Extract to read

--------------------

Lira men embrace family planning

Seeking knowledge. Mothers wait for healthcare services at Agali Health Centre III in Lira District on September 6. Most people in the district are now aware of family planning services. PHOTO BY BILL OKETCH

What you need to know:

Justification. The uptake of family planning has been attributed to intensified health education.

Mr Samuel Opio of Ogur Sub-county in Lira District has four children. The peasant farmer is one of the few men who recently accessed a permanent method of family planning called vasectomy at Ogur Health Centre IV.
His wife, Ms Betty Opio, tried using Depo-Provera as a birth control measure, but the husband had to stop her after realising that the contraceptive was an inconvenience to the family.
“We have four children, two boys and two girls and they are enough for me and my wife. So, I didn’t want to bother my wife with the frequent visits to a health facility for short-term family planning method. I wanted to be the one to do it,” Mr Opio says.
Since most people are now aware of family planning services in Lira, the uptake of the service is gradually increasing.
Ms Filda Acula, a family planning focal person at the health facility, says when women visit the health facility for antenatal care together with their husbands, specialists take them through the health benefits of family planning.
“After health education, some of them pick interest and come back and ask for information about family planning services. So, if you explain to them well, they accept their women to join family planning,” Ms Acula says, adding that four men from Ogur and Agweng sub-counties recently had vasectomy.
Ogur Health Centre IV receives, on average, 20 women, who visit the facility to seek information about family planning services on a weekly basis.
“On a daily basis, we are giving them the services at the facility here. Right now, what we have out of stock is COC (Combined Oral Contraceptive) Pill, which we sometimes use for the management of side effects, but other commodities such as implantable and IUD (Intra Uterine Device), are available,” Ms Acula adds.
Mr Geoffrey Ariko, a bio-statistician at the health department, says the uptake of family planning is now high because they have intensified health education on the benefits of family planning.
Mr Edmond Aceka, the assistant district health officer, says with support from development partners, the health department has scaled up family planning services in rural areas, making it more accessible.
A September survey by Global Forum for Development (GLOFORD), a non-governmental organisation, however, established that most health facilities in Lira were unable to provide quality family planning services because of many challenges.
Mr John Ocen, the project officer in-charge of Health Systems Advocacy Partnership project with GLOFORD, says all the six public health centres visited did not have sufficient number of healthcare providers to meet client demand for permanent family planning information and services, .
Some healthcare providers also acknowledged that they are poorly trained to provide long-acting and permanent methods of family planning.
A midwife at Ogur Health Centre IV says women would demand for a specific method such as IUD, but because they don’t have the knowledge, they would keep referring them. Sometimes the service seekers get discouraged and failed to come back to the facility.
“We have challenges in the knowledge gap. Only one person at Ogur Health Centre is trained on IUD. So, capacity building is needed to most of us,” Ms Acula says.

--------------------

Record excerpts
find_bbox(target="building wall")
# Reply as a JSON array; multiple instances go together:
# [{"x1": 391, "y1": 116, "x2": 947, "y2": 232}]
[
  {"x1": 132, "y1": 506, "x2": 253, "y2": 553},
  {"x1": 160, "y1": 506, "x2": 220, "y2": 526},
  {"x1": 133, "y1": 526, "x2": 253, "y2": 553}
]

--------------------

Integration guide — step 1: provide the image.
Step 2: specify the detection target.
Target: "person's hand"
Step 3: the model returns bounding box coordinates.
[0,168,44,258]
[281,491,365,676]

--------------------

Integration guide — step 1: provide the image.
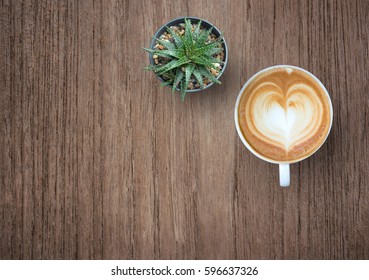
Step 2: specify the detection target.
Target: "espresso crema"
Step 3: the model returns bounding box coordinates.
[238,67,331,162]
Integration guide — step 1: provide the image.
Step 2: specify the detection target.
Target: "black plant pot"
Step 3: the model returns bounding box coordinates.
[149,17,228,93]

--------------------

Exercise brief
Answer these from the article on family planning in Lira.
(a) Which contraceptive did Ms Betty Opio try before her husband stopped her?
(b) On average, how many women visit Ogur Health Centre IV each week for information on family planning services?
(c) According to Ms Acula, how many people at Ogur Health Centre are trained on IUD?

Problem solution
(a) Depo-Provera.
(b) Twenty women.
(c) Only one person.